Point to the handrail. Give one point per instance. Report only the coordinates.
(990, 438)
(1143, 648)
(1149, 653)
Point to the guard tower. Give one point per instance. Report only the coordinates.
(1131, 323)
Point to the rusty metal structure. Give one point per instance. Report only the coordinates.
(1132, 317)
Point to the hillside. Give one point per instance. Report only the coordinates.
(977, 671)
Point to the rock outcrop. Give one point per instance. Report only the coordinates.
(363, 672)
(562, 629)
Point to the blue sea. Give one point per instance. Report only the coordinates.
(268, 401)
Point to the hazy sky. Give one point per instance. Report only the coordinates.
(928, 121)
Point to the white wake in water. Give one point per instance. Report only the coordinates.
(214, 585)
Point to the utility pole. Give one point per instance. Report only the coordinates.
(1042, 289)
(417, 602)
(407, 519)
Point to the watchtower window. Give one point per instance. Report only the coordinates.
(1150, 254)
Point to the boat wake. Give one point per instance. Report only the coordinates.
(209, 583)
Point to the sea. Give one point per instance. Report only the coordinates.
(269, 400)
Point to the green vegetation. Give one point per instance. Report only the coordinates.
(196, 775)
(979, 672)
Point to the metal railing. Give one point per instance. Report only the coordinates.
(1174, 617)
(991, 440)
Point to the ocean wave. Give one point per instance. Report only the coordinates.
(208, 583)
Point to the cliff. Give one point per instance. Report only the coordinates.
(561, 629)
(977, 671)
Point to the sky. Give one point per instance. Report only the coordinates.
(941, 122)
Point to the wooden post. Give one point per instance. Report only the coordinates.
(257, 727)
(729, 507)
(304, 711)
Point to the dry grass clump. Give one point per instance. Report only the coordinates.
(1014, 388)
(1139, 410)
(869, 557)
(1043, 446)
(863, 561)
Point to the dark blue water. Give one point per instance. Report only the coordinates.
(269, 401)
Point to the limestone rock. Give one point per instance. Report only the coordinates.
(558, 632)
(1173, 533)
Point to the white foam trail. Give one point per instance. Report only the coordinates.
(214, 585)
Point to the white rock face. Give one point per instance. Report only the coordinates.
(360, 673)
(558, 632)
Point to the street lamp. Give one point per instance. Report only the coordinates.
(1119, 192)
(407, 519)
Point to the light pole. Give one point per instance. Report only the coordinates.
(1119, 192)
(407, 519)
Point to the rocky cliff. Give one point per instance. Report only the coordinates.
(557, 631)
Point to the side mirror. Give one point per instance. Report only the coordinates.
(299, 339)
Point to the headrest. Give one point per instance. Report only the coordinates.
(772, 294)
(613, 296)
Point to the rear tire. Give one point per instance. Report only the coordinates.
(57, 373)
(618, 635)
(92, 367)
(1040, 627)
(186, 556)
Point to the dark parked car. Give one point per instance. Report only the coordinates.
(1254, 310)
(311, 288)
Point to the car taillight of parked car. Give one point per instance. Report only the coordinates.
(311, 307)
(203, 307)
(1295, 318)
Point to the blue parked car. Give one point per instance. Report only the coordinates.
----------------------------------------
To be done: Reproduce every line of the material above verbatim, keeping each coordinate and its order unchanged.

Task result:
Point to the handrail. Give one point per instance. Report only the coordinates.
(990, 438)
(1143, 648)
(1149, 653)
Point to the guard tower. Give one point per instance. Report only the coordinates.
(1131, 323)
Point to the rusty metal structure. Give one point per instance. Report only the coordinates.
(1132, 317)
Point to the hillside. Give one point per instance. Report only the coordinates.
(977, 671)
Point to the rock outcrop. Give one point per instance. Report only the coordinates.
(363, 672)
(562, 629)
Point to the blue sea. Give one point per instance. Report only the coordinates.
(268, 401)
Point to the hazy sky. Give one point per instance. Report only the coordinates.
(928, 121)
Point to the white wake in water. Give one point per instance. Report only the coordinates.
(214, 585)
Point to the utility pole. Give one point per instance. Report only the coordinates.
(1042, 289)
(417, 602)
(407, 519)
Point to the watchtower window. Give one point per instance. Report only the coordinates.
(1150, 254)
Point to the boat wake. Give one point per instance. Report only the coordinates.
(209, 583)
Point to the sea. Give one point per instance. Report only the coordinates.
(269, 400)
Point to the green vegetation. Give one point per instance. Report only the coordinates.
(196, 775)
(979, 672)
Point to the metal railing. Give one point per instance. Report only the coordinates.
(1174, 617)
(991, 440)
Point to the ocean wave. Give one point per instance. Report only the coordinates.
(208, 583)
Point to the cliff. Give one point per instance. Report only the coordinates.
(561, 629)
(977, 671)
Point to the sky. Give one point per instance. Report only the coordinates.
(941, 122)
Point to the wooden post. Give one point per instance. Report only the coordinates.
(257, 727)
(729, 507)
(304, 711)
Point to the dry grass clump. Give one point per instance. Report only the coordinates.
(1014, 388)
(1139, 410)
(869, 557)
(1043, 446)
(863, 561)
Point to the dark blue water. Give one point per instance. Report only the coordinates.
(269, 401)
Point to the limestone rock. Give one point per instance. Report only the coordinates.
(558, 632)
(1173, 533)
Point to the white foam trail. Give one point per instance. Report only the coordinates.
(214, 585)
Point to the white rock face. Give one point per instance. Report only the coordinates.
(360, 673)
(558, 632)
Point to the street lamp. Give one point per instance. Report only the coordinates.
(1119, 192)
(407, 519)
Point to the light pole. Give one point per instance. Report only the coordinates.
(1119, 192)
(407, 519)
Point to the rocky cliff. Give one point per instance. Report only the coordinates.
(557, 631)
Point to the side mirror. Give one point per instance. Report only the coordinates.
(299, 339)
Point to the headrest. Give one point per instance. Report only the coordinates.
(772, 294)
(613, 296)
Point to the rear tire. Give one point per instance. Report only the coordinates.
(57, 373)
(618, 635)
(92, 367)
(1040, 627)
(186, 556)
Point to the dark parked car. Give one point per instance. Report only the coordinates.
(1254, 310)
(311, 288)
Point to the car taillight of parked car. Give one point per instance. Report only the coordinates.
(311, 307)
(203, 307)
(1295, 318)
Point to the blue parked car. Give one point per instance. Report only the coordinates.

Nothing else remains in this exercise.